Segmentation mask data:

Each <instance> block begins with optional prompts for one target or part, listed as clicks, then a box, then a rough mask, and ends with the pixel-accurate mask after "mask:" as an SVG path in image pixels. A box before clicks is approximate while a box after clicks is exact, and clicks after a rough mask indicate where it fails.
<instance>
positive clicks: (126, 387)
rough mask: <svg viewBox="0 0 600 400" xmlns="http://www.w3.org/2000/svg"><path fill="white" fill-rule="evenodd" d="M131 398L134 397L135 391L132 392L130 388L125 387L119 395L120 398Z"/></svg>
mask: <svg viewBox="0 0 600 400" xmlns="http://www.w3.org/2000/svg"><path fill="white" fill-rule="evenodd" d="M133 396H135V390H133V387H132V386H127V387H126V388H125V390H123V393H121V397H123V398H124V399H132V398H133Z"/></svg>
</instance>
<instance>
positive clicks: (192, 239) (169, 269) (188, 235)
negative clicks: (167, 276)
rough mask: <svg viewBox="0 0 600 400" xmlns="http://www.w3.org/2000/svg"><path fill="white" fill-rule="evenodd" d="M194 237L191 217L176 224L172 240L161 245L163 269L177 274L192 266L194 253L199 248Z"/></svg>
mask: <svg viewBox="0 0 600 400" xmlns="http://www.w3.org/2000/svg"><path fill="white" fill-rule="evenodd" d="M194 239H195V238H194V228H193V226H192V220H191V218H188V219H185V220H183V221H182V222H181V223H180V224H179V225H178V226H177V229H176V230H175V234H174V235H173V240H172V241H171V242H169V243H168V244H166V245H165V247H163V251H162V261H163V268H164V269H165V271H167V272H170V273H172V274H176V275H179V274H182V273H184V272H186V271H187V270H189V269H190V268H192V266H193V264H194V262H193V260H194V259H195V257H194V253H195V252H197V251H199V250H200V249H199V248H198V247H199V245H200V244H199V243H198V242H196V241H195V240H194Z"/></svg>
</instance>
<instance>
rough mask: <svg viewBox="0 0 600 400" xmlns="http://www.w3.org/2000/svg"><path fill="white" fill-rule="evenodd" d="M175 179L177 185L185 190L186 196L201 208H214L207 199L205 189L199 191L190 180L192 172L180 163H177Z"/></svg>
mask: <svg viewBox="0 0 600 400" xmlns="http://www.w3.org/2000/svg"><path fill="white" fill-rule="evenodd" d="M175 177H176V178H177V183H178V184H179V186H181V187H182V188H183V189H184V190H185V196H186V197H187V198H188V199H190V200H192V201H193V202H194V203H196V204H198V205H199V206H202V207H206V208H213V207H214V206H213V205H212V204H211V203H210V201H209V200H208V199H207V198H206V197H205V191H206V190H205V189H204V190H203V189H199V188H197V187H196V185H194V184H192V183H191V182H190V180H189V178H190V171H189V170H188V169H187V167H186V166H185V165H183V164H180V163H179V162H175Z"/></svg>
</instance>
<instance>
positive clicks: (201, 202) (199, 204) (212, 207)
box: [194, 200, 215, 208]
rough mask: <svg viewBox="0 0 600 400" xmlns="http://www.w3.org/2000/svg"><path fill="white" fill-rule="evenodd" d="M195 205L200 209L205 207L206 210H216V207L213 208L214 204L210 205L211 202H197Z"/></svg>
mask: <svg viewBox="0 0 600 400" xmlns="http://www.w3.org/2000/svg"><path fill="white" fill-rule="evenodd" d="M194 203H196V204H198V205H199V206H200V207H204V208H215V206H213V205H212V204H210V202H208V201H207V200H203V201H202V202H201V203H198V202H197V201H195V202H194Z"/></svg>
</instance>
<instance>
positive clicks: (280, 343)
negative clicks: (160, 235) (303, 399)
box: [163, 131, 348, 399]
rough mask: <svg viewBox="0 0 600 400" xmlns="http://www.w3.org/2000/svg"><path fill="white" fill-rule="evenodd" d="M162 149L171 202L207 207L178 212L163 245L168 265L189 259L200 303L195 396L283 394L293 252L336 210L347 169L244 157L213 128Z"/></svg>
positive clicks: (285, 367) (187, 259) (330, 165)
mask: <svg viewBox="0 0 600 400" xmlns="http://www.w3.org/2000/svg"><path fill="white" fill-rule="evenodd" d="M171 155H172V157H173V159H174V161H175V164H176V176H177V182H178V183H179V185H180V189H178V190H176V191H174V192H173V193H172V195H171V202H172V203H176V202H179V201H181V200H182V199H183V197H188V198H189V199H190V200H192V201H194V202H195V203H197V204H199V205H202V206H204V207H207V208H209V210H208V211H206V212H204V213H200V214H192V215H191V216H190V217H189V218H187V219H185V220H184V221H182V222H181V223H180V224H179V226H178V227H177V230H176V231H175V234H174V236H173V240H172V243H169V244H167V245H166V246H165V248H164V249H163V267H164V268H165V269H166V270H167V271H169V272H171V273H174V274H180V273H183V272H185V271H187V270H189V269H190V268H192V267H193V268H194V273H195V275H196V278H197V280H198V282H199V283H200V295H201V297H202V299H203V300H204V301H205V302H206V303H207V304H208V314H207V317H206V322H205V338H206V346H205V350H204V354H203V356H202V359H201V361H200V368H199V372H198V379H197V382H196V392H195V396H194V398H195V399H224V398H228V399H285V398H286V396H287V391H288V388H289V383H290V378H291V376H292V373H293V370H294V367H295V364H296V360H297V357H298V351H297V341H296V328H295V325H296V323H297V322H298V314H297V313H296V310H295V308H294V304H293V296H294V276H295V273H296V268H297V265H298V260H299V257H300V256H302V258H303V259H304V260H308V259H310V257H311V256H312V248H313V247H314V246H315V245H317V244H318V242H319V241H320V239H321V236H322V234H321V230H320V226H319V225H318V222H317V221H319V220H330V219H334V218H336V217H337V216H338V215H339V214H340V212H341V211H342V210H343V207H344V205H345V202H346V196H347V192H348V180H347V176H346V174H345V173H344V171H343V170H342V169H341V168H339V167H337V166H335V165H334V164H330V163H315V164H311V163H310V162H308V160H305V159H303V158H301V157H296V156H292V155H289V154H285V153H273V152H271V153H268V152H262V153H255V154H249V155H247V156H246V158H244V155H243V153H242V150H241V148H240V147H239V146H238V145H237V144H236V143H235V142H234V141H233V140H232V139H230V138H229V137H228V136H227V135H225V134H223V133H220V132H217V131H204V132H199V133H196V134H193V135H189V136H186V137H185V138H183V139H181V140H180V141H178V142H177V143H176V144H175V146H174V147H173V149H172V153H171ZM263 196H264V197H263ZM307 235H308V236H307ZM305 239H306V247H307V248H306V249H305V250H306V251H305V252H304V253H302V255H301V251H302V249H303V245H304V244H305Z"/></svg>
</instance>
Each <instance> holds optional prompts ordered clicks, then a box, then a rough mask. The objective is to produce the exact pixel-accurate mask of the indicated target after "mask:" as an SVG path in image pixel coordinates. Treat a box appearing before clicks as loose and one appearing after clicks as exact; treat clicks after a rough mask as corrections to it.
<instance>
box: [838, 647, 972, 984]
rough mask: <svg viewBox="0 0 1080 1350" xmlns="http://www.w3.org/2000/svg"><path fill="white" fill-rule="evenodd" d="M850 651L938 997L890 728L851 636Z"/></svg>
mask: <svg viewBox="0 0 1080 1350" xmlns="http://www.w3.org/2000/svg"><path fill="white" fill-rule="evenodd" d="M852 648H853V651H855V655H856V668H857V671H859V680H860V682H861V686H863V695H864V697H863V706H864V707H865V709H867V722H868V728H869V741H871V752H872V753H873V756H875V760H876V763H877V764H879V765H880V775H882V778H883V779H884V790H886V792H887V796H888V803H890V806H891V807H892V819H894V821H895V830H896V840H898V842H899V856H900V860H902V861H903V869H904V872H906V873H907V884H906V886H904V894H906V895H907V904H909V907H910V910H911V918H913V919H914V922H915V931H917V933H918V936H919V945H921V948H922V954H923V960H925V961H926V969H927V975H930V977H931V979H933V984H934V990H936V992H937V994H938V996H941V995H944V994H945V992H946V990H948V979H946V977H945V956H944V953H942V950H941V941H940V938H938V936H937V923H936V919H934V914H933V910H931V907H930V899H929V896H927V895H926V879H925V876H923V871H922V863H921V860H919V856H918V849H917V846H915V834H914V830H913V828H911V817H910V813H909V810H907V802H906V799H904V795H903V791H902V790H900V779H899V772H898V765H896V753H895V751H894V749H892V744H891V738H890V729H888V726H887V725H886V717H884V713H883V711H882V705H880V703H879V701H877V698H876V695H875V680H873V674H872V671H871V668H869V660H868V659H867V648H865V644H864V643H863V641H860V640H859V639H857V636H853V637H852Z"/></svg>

**YOUR ASSIGNMENT:**
Recast the stretch above, from the line containing "149L171 202L207 207L178" through the line containing "positive clicks: (285, 367)", as a numbered list with blank lines omitted.

**YOUR RESPONSE:**
1. rough mask: <svg viewBox="0 0 600 400" xmlns="http://www.w3.org/2000/svg"><path fill="white" fill-rule="evenodd" d="M162 149L171 202L207 207L178 212L163 245L168 265L189 259L200 303L195 396L283 394L293 252L336 210L347 169L244 157L213 128Z"/></svg>
2. positive clicks: (285, 367) (187, 259) (330, 165)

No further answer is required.